## Stored data
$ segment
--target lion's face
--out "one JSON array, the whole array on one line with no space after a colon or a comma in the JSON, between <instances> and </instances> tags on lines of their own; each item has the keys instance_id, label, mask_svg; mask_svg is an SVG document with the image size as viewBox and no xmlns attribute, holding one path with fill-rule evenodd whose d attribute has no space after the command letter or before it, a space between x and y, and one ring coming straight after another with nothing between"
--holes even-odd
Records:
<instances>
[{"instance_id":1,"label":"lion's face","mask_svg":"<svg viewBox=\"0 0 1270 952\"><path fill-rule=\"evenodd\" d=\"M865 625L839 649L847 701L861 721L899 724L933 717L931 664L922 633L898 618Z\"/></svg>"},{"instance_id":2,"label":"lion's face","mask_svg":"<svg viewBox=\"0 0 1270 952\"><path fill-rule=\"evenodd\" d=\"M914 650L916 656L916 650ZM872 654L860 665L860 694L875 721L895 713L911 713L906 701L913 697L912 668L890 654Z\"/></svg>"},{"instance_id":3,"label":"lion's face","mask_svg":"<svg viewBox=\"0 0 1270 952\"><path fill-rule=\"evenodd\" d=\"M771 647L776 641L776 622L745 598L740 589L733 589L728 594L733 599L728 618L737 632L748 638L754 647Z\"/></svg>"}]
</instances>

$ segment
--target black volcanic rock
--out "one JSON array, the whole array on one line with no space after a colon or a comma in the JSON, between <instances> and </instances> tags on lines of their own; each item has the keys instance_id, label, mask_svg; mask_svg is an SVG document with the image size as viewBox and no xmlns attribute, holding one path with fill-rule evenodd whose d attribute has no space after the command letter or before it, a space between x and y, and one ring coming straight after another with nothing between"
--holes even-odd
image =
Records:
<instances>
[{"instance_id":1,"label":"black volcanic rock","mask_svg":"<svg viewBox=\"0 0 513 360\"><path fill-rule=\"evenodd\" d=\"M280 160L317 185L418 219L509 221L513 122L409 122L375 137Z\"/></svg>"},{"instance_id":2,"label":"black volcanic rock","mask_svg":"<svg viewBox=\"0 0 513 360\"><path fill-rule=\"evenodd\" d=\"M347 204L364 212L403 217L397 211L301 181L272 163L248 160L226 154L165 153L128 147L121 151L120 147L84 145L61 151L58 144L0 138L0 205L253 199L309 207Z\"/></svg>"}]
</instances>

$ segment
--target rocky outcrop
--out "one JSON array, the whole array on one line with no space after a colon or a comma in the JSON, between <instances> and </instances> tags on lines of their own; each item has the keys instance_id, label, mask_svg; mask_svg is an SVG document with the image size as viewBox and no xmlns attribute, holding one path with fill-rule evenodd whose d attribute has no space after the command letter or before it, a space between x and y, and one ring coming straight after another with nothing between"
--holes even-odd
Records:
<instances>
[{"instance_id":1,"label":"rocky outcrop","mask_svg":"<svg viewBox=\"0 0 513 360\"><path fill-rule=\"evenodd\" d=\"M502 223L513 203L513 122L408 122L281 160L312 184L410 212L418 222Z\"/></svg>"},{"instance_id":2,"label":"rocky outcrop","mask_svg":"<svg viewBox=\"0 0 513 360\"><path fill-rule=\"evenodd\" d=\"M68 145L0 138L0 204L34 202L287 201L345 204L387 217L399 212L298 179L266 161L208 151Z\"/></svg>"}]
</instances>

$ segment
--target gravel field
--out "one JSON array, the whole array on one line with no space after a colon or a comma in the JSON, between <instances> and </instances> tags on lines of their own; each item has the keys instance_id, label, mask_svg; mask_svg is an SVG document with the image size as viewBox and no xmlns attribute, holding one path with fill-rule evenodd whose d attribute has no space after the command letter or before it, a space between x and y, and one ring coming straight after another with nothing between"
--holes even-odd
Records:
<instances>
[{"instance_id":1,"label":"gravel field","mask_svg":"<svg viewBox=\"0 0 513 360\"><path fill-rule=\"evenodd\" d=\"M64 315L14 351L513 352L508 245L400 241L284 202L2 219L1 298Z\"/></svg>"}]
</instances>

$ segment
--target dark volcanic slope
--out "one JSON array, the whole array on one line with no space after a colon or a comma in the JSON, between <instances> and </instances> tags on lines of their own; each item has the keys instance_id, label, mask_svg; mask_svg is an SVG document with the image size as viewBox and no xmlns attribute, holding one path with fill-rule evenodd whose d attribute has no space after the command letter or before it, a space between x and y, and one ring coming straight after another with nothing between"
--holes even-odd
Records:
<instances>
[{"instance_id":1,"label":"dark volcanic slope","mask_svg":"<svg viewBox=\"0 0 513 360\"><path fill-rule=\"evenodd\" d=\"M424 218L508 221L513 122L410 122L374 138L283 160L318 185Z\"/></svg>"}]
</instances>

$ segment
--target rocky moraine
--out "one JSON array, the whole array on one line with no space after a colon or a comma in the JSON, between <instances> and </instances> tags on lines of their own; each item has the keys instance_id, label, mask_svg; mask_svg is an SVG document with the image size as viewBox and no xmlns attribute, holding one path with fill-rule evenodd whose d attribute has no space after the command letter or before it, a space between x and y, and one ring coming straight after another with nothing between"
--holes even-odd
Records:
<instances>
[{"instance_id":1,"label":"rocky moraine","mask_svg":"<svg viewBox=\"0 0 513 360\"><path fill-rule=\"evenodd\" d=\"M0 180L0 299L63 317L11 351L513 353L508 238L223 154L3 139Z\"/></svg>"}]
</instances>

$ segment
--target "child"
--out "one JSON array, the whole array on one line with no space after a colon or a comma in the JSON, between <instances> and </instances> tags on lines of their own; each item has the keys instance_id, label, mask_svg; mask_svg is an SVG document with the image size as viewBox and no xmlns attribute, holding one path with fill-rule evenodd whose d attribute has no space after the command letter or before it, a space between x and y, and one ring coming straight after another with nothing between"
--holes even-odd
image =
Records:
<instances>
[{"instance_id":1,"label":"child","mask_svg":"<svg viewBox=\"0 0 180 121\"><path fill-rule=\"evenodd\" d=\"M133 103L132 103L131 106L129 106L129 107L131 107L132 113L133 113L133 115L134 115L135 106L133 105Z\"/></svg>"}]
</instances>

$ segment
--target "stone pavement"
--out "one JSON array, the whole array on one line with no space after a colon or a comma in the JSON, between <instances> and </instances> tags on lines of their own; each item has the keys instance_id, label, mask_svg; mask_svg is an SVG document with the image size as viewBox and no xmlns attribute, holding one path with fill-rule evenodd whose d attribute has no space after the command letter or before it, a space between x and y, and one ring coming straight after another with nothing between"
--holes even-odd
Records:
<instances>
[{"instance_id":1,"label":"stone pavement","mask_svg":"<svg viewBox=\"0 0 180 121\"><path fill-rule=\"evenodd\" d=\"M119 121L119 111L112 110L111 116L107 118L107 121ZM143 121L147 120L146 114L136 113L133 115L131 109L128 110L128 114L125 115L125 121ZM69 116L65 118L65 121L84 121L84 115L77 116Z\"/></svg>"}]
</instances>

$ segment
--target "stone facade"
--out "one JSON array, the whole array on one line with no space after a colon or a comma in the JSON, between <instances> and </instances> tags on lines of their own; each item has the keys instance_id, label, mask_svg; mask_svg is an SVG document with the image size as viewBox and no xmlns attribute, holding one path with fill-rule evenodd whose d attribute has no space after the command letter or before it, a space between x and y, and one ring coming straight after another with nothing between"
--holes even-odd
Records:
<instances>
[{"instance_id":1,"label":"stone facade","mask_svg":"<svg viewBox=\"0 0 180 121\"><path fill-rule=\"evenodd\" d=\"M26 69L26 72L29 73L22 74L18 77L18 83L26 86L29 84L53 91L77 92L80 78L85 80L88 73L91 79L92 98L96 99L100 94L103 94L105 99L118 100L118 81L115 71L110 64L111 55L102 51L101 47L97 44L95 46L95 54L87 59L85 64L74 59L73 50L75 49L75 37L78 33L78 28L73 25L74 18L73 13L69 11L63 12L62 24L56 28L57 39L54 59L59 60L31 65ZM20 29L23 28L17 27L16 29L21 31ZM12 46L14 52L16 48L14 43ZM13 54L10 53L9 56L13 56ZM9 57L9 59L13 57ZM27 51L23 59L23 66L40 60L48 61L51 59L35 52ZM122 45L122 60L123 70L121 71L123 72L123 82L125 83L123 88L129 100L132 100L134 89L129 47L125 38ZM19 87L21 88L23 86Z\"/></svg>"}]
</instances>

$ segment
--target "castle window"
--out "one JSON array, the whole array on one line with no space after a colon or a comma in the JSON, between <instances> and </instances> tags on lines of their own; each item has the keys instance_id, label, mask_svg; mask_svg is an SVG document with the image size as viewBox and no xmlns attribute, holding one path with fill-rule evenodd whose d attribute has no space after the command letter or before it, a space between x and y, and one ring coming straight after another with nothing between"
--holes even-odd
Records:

## What this task involves
Find every line in the items above that contains the string "target" and copy each of those lines.

## Solution below
--target lion's face
--target black volcanic rock
--target rocky outcrop
--target gravel field
--target dark volcanic slope
--target rocky moraine
--target "child"
--target "stone pavement"
--target "stone facade"
--target "castle window"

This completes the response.